TEXT -
⁂

Die Ukraine will zur EU. Schon jetzt wurde freier Zugang zum Binnenmarkt gegeben. Wie sehr hilft das Ihrem Land?

Veronika Movchan: Man vergisst gern, dass schon 2014 der Handel zwischen der Ukraine und der EU liberalisiert wurde. Damals wurde ein großer Teil der europäischen Zölle auf ukrainische Einfuhren abgeschafft. Für manche Produkte wurden Zollkontingente eingeführt. Das bedeutet, dass eine bestimmte Menge zollfrei gehandelt werden kann. 2022 wurden diese Zollkontingente etwa auf Agrarprodukte abgeschafft.

Aber wie hat sich die Maßnahme ausgewirkt?

Es ist nicht richtig, wenn man jetzt von einer massiven Liberalisierung spricht. Aber natürlich war es wichtig, den EU-Markt noch weiter für ukrainische Produkte zu öffnen. Die ukrainischen Exporte in die EU sind trotz der Eskalation im Konflikt mit Russland gewachsen, vor allem im Agrarbereich. Aber auch global gesehen lag der politische Fokus von Anfang an auf der Sicherung der Agrarexporte. Deshalb gibt es ein Getreideabkommen und kein Metallabkommen. Das ist der Hauptgrund, weshalb aktuell rund zwei Drittel der ukrainischen Exporte auf Agrarprodukte entfallen. Die Welt braucht die ukrainischen Agrarerzeugnisse wie Weizen oder Mais. Und die Ukraine braucht Geld.

⁂

AUFGABEN -
1/ Beantworten Sie anhand des Interviews zum Handel der Ukraine mit der EU diese Fragen:
(a) In welchem Jahr wurde der Handel zwischen der Ukraine und der EU liberalisiert?
(b) Welches Abkommen gibt es, und welches gibt es nicht?
(c) Welcher Anteil der ukrainischen Exporte entfällt aktuell auf Agrarprodukte?
2/ Führen Sie das Interview zum Handel der Ukraine mit der EU nach seinem letzten Satz weiter.
Die Auflistung wird zur Bearbeitung nicht gebraucht.

ERFASSTE DATEN -
⁂

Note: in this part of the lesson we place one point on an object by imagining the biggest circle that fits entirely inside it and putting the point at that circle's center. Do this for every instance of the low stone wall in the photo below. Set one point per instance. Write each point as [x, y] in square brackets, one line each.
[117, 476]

⁂

ERGEBNISSE JE AUFGABE -
1/
(a) 2014.
(b) Es gibt ein Getreideabkommen, aber kein Metallabkommen.
(c) Rund zwei Drittel.

2/
Wie viel Getreide kann die Ukraine aktuell überhaupt produzieren und exportieren?

Es gab große Aussaatkampagnen, aber laut Schätzungen hat die Ukraine ungefähr ein Fünftel seiner Agrarflächen verloren. Rund zehn Prozent der Agrarfläche sind stark vermint. Bei Metallen, wo die Ukraine in der Vergangenheit ebenfalls ein wichtiger Exporteur war, hat das Land 40 Prozent seiner Produktionskapazitäten verloren. Wir alle kennen das Schicksal der Stadt Mariupol und des dortigen Stahlwerks Azovstal.

Welche Sektoren lassen sich im Fall eines Waffenstillstands oder vielleicht sogar Friedens schneller wieder hochfahren?

Vermutlich lässt sich die Agrarproduktion schneller wieder hochfahren als die Metallproduktion. Auch, weil sie in weiten Teilen des Landes nie zum Erliegen gekommen ist. Aber beide Sektoren sind sehr kapitalintensiv. Die Höfe in der Ukraine sind riesig. Eine durchschnittliche Länderei ist viele tausend Hektar groß.

In Österreich lag die durchschnittliche Betriebsgröße 2020 bei weniger als 45 Hektar.

Wir haben in der Ukraine eine ganz andere Betriebsstruktur. Die ukrainischen Bauern verwenden Hightechgeräte, um ihre riesigen Ländereien zu bewirtschaften, sie verwenden hocheffizientes Saatgut, Düngemittel und Pestizide. In manchen Teilen des Landes sind auch aufwendige Bewässerungsanlagen notwendig. Das bedeutet, dass Sie die Agrarproduktion nicht von heute auf morgen wieder ausweiten können, wenn Geräte oder Inputs fehlen.

Haben ukrainische Bauern mit den massiven Preissteigerungen etwa bei Weizen gut verdient?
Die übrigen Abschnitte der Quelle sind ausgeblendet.